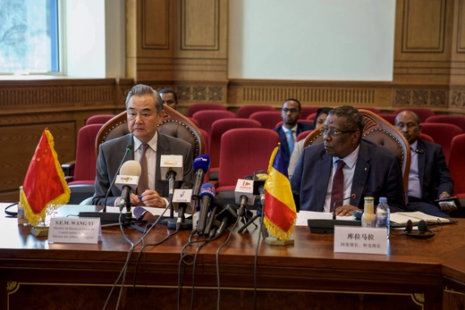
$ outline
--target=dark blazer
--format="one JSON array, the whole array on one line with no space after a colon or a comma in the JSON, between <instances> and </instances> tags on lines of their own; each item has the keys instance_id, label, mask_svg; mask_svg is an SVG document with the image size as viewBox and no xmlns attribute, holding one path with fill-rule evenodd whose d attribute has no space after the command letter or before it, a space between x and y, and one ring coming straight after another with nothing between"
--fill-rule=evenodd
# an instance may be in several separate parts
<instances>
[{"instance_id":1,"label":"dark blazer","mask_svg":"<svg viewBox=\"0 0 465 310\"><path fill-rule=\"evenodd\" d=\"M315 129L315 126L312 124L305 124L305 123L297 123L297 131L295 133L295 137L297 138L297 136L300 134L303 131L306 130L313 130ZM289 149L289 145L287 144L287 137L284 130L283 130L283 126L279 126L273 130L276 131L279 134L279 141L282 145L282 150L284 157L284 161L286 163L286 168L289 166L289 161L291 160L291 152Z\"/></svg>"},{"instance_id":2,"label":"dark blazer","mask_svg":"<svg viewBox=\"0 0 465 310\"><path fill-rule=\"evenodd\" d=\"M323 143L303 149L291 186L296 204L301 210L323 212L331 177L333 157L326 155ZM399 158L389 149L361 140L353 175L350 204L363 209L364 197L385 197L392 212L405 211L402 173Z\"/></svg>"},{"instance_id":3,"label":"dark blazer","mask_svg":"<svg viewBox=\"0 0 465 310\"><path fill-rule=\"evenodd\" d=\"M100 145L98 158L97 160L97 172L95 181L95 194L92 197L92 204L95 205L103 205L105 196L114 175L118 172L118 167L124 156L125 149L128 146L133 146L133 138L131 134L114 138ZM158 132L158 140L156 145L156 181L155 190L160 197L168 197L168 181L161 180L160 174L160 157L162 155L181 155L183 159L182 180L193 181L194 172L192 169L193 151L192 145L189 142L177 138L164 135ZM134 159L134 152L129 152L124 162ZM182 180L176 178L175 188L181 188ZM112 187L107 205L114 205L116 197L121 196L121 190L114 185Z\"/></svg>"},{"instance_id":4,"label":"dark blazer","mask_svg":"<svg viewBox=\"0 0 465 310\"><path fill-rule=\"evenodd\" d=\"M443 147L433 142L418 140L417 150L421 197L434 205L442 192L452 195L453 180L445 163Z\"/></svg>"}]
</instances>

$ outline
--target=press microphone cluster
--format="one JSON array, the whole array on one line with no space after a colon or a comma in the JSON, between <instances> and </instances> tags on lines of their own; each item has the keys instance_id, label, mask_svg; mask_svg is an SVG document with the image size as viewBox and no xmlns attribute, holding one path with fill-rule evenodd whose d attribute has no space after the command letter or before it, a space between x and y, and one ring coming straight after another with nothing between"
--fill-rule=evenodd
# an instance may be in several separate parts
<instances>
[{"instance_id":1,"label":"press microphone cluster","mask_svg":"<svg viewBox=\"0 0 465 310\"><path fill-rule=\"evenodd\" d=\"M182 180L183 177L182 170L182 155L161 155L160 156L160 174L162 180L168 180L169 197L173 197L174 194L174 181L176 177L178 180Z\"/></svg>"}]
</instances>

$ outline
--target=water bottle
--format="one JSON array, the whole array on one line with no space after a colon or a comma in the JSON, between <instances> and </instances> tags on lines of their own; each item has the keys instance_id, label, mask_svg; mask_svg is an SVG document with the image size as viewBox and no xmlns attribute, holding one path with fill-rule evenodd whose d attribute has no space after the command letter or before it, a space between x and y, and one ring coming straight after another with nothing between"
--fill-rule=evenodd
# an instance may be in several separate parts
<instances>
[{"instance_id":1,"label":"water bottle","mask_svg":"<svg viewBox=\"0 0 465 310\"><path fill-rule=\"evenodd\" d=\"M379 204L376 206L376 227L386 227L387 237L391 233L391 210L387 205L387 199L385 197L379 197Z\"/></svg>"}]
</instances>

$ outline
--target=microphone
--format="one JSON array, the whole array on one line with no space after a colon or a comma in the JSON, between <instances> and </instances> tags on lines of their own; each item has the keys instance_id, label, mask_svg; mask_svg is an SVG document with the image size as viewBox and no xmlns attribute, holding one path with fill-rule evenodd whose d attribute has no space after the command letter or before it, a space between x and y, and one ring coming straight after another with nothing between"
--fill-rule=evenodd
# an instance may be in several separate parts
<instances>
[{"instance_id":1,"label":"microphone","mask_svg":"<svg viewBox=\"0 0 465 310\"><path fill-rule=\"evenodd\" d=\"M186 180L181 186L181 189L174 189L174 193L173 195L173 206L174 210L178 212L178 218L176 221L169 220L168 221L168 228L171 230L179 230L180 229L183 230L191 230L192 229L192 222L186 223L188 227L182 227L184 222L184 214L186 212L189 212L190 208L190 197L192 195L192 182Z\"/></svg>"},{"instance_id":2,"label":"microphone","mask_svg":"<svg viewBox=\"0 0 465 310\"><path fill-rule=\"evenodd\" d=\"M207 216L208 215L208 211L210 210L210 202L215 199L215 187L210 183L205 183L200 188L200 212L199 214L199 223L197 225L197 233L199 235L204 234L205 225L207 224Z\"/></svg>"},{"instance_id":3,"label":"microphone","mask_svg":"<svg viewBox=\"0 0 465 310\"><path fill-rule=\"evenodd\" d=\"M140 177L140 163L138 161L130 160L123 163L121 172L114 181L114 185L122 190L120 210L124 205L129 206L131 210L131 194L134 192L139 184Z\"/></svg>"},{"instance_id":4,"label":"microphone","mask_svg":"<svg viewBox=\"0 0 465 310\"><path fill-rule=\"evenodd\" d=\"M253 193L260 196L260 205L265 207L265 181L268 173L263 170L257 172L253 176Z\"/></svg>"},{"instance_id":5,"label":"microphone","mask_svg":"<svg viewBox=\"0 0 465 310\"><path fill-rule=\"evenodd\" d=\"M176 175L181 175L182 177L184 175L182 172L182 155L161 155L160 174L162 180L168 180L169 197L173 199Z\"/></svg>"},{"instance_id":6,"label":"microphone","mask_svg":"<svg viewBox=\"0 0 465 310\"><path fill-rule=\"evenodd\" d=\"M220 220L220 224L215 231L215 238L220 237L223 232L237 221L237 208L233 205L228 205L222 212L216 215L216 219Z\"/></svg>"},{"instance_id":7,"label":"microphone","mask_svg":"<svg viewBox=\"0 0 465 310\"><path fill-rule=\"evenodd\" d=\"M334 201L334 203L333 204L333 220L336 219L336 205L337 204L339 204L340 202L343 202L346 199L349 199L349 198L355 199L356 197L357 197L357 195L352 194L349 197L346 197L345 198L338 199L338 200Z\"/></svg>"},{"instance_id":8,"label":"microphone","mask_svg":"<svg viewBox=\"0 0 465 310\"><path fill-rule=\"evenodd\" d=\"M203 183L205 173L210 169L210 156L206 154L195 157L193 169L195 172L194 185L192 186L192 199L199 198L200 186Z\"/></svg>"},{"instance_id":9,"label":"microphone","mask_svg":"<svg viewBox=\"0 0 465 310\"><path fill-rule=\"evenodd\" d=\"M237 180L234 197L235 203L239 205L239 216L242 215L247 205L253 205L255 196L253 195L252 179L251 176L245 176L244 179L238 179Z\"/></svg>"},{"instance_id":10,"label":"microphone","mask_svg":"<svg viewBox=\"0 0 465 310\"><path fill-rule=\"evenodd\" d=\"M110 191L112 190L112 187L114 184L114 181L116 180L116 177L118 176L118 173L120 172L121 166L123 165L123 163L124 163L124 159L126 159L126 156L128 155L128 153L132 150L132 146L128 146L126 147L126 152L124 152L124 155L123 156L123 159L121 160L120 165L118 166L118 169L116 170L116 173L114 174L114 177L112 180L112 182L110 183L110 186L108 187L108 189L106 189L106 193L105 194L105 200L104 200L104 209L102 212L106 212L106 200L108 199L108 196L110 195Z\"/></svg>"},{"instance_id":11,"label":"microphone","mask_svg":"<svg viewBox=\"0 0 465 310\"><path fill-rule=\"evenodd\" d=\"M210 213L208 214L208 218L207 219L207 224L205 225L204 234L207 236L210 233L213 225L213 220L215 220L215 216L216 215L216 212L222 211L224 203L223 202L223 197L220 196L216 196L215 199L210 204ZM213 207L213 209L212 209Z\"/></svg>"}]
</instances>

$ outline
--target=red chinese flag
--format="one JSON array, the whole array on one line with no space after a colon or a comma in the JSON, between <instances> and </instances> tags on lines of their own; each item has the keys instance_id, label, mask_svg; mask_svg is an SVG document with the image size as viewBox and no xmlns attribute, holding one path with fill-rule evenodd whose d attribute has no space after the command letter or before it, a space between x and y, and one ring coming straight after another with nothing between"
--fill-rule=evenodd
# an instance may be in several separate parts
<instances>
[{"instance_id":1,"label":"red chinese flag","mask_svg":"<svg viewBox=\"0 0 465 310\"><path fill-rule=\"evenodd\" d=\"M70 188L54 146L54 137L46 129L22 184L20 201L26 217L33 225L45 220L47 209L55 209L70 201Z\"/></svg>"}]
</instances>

□ □ □ □

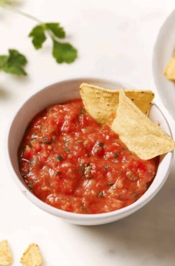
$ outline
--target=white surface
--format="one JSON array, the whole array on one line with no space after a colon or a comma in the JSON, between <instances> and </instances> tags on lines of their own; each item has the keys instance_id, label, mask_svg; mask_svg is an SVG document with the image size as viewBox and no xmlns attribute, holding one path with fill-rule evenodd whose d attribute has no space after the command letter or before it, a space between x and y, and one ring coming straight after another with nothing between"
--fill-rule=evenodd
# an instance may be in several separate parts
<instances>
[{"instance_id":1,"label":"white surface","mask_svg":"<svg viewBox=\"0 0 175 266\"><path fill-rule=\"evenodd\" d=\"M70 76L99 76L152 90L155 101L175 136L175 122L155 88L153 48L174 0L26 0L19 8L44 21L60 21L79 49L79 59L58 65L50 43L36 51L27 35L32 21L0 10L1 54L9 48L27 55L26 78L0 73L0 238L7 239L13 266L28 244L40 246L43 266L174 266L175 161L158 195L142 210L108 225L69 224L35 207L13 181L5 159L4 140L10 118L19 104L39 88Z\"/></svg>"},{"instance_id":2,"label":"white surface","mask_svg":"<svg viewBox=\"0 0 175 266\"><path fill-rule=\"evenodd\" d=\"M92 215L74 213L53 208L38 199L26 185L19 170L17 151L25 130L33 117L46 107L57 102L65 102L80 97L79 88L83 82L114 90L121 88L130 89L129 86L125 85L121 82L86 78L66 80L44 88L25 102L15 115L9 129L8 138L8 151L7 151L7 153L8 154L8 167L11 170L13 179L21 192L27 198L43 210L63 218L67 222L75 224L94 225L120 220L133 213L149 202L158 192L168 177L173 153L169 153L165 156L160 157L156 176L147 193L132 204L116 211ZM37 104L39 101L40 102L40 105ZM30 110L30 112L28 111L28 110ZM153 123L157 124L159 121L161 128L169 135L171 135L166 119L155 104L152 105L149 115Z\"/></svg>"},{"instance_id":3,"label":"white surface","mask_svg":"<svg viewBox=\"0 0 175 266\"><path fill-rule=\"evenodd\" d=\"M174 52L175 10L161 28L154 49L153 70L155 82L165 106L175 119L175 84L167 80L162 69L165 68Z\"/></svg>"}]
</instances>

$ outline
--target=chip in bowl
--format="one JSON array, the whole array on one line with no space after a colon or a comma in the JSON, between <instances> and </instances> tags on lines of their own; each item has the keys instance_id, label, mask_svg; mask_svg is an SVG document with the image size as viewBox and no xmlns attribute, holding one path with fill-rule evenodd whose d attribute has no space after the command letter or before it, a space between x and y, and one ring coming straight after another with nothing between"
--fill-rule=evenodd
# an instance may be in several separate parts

□ □ □ □

GOAL —
Return every line of the rows above that contains the string "target".

TASK OUTPUT —
--target=dark blazer
--target=press microphone cluster
--target=water bottle
--target=microphone
--target=red chinese flag
--target=white surface
--target=chip in bowl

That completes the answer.